- [Instructions for the task]:
Pick out each line in the rows below that contains the word "crowd" and copy it.

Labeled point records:
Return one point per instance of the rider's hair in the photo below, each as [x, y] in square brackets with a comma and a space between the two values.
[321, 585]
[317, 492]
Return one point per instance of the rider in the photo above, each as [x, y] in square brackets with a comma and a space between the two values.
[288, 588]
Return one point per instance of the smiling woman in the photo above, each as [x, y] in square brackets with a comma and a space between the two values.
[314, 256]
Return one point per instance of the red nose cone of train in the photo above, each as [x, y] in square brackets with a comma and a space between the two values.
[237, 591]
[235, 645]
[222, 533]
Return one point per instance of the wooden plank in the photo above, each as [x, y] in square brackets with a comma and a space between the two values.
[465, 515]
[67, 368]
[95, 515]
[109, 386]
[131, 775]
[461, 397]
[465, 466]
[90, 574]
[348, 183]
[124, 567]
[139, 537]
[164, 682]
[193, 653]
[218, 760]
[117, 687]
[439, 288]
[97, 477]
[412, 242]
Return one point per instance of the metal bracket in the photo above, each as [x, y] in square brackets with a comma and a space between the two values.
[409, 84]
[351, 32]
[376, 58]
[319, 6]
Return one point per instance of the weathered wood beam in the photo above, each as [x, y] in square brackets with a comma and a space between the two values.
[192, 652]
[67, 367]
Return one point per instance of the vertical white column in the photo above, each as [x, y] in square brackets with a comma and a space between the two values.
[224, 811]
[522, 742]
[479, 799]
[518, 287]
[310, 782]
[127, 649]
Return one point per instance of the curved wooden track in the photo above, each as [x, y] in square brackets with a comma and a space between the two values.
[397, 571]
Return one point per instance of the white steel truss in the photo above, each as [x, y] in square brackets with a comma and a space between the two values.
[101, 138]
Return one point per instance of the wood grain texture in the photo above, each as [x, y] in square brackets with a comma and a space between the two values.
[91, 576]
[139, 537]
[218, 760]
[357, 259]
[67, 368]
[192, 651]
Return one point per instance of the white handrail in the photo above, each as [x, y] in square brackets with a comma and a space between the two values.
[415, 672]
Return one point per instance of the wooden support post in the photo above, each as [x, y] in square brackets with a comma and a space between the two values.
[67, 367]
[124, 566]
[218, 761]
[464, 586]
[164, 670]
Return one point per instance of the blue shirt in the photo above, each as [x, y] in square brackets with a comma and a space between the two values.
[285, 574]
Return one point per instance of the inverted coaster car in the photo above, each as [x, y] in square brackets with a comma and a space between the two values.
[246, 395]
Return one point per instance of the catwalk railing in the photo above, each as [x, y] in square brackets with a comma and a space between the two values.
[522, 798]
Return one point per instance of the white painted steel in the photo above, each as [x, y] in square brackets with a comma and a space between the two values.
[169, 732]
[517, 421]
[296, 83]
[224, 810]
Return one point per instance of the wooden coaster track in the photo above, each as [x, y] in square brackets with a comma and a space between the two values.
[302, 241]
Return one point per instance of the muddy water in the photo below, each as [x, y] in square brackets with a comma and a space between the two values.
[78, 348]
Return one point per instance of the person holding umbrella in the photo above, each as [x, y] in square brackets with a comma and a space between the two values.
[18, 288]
* * *
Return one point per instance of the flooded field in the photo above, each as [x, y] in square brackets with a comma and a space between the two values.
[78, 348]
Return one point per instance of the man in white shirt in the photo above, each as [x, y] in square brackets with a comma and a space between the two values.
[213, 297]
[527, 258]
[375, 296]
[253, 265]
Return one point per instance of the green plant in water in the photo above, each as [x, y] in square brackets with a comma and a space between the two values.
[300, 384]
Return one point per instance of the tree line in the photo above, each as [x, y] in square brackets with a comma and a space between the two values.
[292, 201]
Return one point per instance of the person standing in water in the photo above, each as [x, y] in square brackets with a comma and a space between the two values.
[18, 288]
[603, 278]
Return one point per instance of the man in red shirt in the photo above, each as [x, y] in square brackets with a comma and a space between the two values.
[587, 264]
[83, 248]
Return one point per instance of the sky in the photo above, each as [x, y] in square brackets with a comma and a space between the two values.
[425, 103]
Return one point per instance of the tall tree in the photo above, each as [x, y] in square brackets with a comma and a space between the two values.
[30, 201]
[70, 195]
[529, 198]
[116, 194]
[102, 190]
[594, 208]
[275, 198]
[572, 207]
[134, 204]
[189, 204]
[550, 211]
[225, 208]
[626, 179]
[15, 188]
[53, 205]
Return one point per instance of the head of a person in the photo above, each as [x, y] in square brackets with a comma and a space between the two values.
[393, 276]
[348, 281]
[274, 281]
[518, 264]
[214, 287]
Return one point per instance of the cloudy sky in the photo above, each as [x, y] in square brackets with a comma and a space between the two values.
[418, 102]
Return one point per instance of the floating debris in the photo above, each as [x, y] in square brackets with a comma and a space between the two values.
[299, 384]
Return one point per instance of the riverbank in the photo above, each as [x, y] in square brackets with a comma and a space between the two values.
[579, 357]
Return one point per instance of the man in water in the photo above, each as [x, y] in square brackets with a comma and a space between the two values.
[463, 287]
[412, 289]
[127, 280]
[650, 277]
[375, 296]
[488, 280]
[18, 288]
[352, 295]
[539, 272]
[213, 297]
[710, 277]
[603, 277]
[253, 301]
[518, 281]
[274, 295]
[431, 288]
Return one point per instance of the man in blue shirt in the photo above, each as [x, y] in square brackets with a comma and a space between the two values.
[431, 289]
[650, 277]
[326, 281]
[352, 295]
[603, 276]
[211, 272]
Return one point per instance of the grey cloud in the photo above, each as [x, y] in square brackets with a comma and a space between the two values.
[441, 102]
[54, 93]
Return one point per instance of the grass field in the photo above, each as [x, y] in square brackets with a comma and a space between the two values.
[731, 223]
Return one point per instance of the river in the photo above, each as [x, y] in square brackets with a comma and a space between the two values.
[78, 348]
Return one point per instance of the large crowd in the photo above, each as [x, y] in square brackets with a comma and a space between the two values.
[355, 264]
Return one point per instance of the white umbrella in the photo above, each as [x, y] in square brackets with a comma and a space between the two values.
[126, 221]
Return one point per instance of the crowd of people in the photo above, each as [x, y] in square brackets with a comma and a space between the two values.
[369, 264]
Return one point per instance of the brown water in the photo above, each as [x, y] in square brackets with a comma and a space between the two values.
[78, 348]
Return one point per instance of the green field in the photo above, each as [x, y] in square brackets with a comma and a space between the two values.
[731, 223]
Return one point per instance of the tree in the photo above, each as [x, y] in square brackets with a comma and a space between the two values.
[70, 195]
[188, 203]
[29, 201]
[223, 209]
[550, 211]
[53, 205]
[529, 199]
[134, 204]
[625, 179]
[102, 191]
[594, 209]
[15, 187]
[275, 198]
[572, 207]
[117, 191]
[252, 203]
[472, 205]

- [Problem solution]:
Return one point per instance of the large crowd in the photo above, each as [x, y] in square brackets with a comma and a space between the two values.
Return one point per instance of the crowd of people in the photo above, each as [x, y] in square brackets with a comma and a space between the two values.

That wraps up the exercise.